- **REQUIREMENTS**
From the text below on selling an FBA business, list the factors it names for determining whether a business can be sold.

- **QUOTED TEXT**
“Can I sell my FBA business?” As The FBA Broker, this is often the first question I hear from clients, but unfortunately, the answer is: It depends.
Even though each business is different, there are some factors that will make it easier or harder to sell your business. To find that answer for individual businesses, I help people just like you prepare and then sell their Fulfillment by Amazon (FBA) businesses.
In this post, I’ll cover ways to determine if you can sell your FBA business, figure out what it’s worth, and how to make it worth more before you sell. Then, I’ll discuss whether you should hold and improve, or sell and cash out now.
Deciding to sell will raise a whole new bunch of questions, such as, “Who would buy my business?”, “Where do I find them?”, and “What’s the sale process like?”
I’ll provide my own insight as an FBA broker, with answers that can help you walk through the process of how to sell your FBA business. And I’ll cover how to overcome common hurdles in the selling process.
For most of this post, I’ll explain how to prepare your business to sell by considering the perspective of the buyer. Without a buyer, your business could be listed for sale but never sell, so it’s important for us to get to know their viewpoint!
Can I sell my FBA business?
Three things can help you determine if you can sell your business:
- Type of business
- Age of business
- Seller discretionary earnings (SDE)/earnings before interest, tax, depreciation, and amortization (EBITDA) (annual net profit)

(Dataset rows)

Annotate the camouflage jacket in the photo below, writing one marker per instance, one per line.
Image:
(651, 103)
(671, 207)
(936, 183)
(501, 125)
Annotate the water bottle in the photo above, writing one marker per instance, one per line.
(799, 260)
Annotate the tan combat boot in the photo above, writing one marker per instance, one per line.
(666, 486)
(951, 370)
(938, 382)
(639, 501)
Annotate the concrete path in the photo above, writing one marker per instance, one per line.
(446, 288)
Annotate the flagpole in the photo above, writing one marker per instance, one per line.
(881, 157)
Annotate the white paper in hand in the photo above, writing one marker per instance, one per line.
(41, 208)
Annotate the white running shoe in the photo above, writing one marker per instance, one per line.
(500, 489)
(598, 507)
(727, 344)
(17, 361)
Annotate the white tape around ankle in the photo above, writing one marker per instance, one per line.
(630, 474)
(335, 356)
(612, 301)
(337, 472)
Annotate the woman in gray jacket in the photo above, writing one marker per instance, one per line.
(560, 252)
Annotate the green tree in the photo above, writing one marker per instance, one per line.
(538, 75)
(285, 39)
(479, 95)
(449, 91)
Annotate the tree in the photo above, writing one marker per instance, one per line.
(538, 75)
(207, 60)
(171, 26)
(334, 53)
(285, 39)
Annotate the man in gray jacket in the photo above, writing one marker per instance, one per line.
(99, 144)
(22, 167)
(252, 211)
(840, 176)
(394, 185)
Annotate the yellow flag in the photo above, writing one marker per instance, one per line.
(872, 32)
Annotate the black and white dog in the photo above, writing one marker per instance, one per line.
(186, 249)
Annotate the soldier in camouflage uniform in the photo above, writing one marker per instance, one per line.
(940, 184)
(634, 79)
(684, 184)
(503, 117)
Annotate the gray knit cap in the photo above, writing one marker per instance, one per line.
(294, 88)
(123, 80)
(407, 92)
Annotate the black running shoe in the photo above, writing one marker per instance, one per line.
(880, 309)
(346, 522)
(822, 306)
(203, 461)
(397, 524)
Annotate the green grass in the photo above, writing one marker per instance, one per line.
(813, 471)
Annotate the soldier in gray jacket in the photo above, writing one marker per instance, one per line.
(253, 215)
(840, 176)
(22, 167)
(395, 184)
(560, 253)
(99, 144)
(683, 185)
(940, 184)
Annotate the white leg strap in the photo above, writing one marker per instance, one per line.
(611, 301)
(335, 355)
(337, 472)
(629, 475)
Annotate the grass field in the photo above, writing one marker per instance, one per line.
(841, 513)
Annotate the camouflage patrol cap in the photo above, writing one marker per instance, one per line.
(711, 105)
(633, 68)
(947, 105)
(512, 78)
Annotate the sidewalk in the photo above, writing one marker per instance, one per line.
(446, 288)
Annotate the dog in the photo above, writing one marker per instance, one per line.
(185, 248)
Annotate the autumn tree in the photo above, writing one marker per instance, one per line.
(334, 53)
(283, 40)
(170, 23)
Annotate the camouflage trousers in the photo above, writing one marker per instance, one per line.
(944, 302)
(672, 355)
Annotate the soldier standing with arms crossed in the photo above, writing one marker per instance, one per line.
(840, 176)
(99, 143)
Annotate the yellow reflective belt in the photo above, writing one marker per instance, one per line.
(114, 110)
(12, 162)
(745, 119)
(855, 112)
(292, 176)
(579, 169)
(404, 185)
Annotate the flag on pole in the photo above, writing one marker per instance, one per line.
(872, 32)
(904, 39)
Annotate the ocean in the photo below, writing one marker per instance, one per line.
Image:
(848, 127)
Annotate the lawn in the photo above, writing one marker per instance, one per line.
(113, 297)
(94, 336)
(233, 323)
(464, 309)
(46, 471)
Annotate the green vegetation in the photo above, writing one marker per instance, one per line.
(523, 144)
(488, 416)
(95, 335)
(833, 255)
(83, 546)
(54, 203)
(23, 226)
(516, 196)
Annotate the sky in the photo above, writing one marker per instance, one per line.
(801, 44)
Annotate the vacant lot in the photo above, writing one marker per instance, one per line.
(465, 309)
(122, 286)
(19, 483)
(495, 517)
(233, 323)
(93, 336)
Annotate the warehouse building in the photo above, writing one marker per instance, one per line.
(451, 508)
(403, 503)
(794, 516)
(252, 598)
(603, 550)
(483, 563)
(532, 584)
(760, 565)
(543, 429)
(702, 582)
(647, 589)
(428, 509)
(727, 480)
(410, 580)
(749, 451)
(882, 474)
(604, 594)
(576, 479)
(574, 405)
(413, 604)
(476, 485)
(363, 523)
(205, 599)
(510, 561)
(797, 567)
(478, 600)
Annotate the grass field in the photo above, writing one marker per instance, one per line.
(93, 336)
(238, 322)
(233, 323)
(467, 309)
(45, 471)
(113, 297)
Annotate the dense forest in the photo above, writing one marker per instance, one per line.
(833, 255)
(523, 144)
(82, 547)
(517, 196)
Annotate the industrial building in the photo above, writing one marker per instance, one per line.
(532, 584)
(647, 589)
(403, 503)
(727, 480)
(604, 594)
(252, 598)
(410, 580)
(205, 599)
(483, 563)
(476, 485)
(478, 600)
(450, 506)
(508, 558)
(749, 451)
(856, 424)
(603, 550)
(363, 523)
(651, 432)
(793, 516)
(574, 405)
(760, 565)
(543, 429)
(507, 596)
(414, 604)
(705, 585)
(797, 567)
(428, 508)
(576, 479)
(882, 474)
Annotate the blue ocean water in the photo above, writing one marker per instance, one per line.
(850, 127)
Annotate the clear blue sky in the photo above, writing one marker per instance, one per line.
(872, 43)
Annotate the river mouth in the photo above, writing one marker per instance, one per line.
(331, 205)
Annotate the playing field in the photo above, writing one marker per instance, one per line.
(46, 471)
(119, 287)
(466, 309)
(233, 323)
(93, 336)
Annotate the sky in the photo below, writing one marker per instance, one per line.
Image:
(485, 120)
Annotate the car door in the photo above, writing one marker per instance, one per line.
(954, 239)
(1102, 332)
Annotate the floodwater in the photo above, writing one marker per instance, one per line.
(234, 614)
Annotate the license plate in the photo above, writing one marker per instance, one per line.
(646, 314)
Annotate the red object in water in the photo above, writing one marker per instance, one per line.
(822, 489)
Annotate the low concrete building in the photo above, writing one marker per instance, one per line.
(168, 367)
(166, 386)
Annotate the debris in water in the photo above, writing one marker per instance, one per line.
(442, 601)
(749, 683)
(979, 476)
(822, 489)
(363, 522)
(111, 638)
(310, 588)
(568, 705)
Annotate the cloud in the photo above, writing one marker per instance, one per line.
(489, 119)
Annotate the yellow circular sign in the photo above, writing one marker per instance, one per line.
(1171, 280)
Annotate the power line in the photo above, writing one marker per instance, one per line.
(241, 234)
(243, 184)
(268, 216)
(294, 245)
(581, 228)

- **EXERCISE RESULT**
- Type of business
- Age of business
- Seller discretionary earnings (SDE)/earnings before interest, tax, depreciation, and amortization (EBITDA) (annual net profit)